## Prompt 1
In the welcome page below, in what year did the writer start writing these pages?
## Prompt 2
Please write out the rows again, starting with the line with "Shot-chart audit: point to every instance of the man's dark" and going on through the end of the rows. Replace "pixel coordinates" with "image coordinates", change nothing else, and leave the pictures out.

## Reading text
= = = =
Harlen Campbell

"A writer of fiction has just one obligation -- to entertain the reader.
Only if he has done that superbly can he deal with his personal concerns in a story."

Out of my revised Mind. . . .

Welcome to one of the first author websites on the internet. When I started writing these pages in 1994, the web was only a few tens of millions of sites, and top speed was 56kbs for most folks. I wrote with a lot of faith in technology and with more faith in our human ability to change for the better. Well....

Hindsight is clearer than foresight even if it doesn't pay as well, and it turns out that the web has a couple of unanticipated qualities that, zenlike, are both mutually exclusive and equally true. First, Nothing is lost. Every word I've posted, the brilliant as well as the foolish, is archived somewhere. On the other hand, nothing is permanent. Every thought can be edited, every misguided opinion corrected.

We live only a few tomorrows away from the 21st century. We will all be strangers in that strange land, and getting from now to then will be difficult. We have to create the destination as we approach it (granted, as writers we're all used to that, right?) but the scary thing is that we get one chance. No rewrites, and no one has creative control. How hard will the transition be? Let's look at one piece of it. Our piece, writing . . . .
= = = =
## Provided data
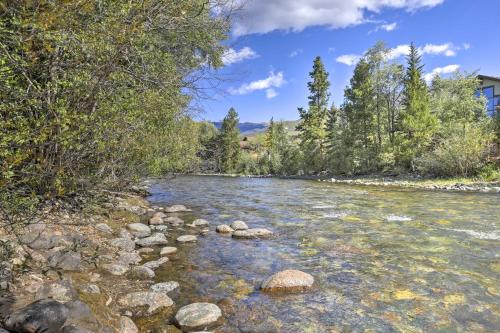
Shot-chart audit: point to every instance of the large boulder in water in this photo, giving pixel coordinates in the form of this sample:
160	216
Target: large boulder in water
139	230
239	225
154	301
198	316
153	240
177	208
46	316
288	280
253	233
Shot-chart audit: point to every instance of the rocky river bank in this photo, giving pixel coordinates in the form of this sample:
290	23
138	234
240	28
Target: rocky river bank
93	270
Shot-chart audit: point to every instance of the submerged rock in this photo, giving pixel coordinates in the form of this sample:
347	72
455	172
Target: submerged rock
65	260
253	233
46	316
239	225
129	258
89	288
199	223
165	287
198	316
177	208
103	227
142	273
288	280
187	238
224	229
153	300
75	329
139	230
62	291
153	240
127	325
156	263
116	268
157	218
174	221
125	244
168	250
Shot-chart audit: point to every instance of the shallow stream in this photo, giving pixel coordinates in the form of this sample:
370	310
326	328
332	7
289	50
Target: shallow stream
384	259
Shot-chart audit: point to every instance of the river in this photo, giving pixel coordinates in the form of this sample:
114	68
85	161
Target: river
384	259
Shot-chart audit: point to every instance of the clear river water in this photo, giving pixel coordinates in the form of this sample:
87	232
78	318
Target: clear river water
384	259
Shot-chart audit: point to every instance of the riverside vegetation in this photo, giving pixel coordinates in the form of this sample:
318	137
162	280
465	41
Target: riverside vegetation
96	95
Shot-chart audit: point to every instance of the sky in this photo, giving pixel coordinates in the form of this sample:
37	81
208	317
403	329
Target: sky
274	42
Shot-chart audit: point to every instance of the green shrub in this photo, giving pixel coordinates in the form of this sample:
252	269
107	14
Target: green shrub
462	152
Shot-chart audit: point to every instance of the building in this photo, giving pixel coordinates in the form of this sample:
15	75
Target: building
490	87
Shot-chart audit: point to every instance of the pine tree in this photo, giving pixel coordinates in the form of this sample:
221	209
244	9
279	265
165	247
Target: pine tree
229	142
418	124
313	127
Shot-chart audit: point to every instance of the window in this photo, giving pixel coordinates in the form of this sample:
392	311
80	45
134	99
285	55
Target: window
493	100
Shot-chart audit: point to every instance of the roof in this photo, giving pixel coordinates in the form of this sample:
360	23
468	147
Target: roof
486	77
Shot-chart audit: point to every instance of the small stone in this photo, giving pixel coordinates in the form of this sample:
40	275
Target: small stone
127	325
153	300
156	263
157	219
199	223
177	208
139	230
65	260
253	233
62	291
224	229
129	258
288	280
198	316
174	221
239	225
165	287
90	288
153	240
146	250
168	250
41	316
123	233
125	244
75	329
161	228
116	269
142	273
187	238
103	227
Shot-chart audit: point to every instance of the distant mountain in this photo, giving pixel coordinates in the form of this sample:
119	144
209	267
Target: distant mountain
248	128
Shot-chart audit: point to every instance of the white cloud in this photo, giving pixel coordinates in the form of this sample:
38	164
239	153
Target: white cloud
271	93
265	16
399	51
446	49
295	53
440	70
231	56
349	59
388	27
272	81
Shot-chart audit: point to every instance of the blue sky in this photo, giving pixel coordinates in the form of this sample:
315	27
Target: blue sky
274	43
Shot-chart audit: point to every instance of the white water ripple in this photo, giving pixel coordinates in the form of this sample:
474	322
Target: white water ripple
493	235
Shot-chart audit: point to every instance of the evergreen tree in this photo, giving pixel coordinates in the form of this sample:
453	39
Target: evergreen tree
358	108
229	142
418	124
313	127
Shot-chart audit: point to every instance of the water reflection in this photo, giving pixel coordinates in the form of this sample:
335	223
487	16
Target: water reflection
384	260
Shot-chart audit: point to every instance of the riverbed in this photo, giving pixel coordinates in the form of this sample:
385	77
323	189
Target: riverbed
384	259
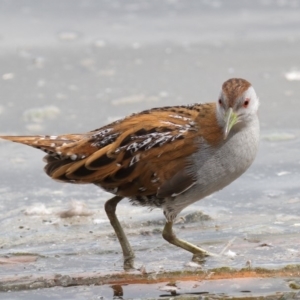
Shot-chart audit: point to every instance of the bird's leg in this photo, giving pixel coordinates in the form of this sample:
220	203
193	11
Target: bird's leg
169	235
128	254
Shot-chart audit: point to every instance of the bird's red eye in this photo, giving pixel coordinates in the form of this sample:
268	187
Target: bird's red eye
246	102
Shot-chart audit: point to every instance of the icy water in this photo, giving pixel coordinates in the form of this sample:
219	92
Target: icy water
74	66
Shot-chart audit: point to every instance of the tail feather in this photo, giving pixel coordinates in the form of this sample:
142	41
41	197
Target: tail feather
56	146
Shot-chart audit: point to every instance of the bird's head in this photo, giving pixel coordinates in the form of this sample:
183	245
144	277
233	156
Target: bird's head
237	105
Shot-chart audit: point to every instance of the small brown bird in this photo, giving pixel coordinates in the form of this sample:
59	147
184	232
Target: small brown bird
167	157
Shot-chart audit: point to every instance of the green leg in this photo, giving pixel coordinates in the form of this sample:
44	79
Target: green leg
169	235
128	254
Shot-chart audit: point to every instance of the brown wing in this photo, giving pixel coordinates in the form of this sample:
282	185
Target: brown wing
140	155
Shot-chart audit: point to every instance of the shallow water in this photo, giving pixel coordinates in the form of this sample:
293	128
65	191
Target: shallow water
59	75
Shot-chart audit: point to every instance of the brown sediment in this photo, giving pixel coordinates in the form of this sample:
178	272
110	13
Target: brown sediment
14	283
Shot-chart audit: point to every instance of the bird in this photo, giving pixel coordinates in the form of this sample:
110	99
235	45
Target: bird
165	157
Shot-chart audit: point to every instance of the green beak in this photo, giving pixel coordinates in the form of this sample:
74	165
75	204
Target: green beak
230	121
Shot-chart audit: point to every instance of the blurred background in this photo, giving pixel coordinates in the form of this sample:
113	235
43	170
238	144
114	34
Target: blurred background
74	65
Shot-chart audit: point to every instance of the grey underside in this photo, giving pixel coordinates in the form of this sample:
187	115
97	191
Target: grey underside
217	167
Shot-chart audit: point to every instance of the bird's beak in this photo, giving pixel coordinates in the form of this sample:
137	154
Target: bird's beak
230	121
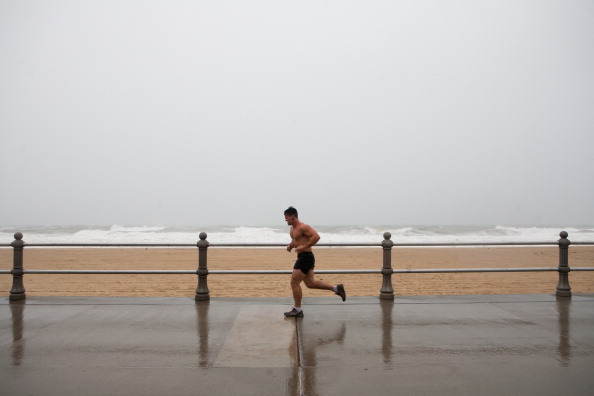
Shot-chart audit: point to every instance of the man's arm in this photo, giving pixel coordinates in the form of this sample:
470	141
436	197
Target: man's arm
313	238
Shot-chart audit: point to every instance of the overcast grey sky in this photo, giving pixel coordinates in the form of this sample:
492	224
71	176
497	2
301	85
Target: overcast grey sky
356	112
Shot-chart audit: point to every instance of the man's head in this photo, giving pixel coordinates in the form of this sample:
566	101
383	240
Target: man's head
290	215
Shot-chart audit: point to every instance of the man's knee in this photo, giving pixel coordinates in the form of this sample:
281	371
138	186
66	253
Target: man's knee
309	282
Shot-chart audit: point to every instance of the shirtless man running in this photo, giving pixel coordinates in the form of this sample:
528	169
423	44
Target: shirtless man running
303	237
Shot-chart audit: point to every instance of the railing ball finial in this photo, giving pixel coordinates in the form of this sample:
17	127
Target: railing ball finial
387	243
17	292
387	291
563	234
563	288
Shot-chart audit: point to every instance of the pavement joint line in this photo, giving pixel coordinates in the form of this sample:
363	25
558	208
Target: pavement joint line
299	357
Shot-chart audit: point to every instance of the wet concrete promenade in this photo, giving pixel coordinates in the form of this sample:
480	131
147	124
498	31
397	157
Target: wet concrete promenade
433	345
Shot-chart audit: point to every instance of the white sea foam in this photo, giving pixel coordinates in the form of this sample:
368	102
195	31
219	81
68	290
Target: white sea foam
279	234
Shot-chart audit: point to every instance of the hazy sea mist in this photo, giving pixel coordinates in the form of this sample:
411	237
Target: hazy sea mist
279	234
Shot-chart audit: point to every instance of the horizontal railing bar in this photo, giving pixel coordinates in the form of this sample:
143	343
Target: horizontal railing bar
257	245
281	272
361	244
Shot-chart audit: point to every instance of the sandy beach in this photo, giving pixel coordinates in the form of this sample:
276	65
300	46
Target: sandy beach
279	259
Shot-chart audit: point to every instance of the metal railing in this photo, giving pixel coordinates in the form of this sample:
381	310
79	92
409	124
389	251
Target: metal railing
18	292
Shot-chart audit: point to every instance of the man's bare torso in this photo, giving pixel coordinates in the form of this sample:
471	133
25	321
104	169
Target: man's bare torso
300	235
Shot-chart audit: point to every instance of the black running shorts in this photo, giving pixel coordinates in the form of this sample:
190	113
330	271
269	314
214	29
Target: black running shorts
305	262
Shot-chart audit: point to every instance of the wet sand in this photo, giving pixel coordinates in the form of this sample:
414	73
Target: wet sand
279	259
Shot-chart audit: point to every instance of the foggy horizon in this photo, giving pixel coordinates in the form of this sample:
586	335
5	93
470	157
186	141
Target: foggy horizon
421	113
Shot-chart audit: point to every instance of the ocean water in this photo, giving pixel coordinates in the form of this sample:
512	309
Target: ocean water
279	234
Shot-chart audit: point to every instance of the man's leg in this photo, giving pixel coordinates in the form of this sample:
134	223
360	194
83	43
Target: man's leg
312	283
296	278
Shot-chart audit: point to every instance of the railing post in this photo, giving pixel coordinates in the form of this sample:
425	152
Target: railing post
563	288
387	292
202	293
17	292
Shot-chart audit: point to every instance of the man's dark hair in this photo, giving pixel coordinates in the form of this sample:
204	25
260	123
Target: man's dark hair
291	211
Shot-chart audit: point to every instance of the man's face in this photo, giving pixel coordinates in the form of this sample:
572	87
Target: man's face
290	219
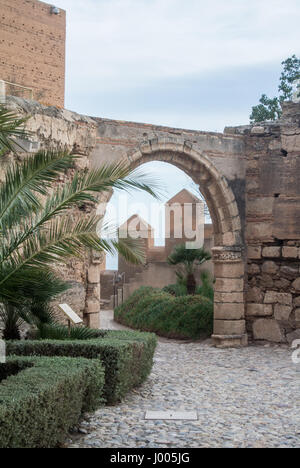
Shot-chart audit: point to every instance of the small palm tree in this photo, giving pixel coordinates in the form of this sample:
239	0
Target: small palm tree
40	227
188	259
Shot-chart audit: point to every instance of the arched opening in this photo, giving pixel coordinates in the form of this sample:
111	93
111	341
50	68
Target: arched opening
228	251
= = = =
## Complete answer 1
1994

## Complete answer 2
Shot-chart audit: point to every instance of the man's dark hair in this photo, giving image coordinates in the form of this sample:
204	25
260	123
Target: man's dark hair
291	211
Shot-chart audit: point to every instance of the man's face in this photo, giving image coordinates in the form of this sample:
572	87
Target: man's face
290	219
Shot-chart audit: point to every instance of the small palm tree in this photo, giving image coordinates in the form of this sample:
239	0
Target: small palm tree
40	227
188	259
Shot-chart audit: point to every instance of the arched opening in this photo, giving image coordinates in the form of this sample:
111	93
111	341
50	68
Target: arched opening
228	251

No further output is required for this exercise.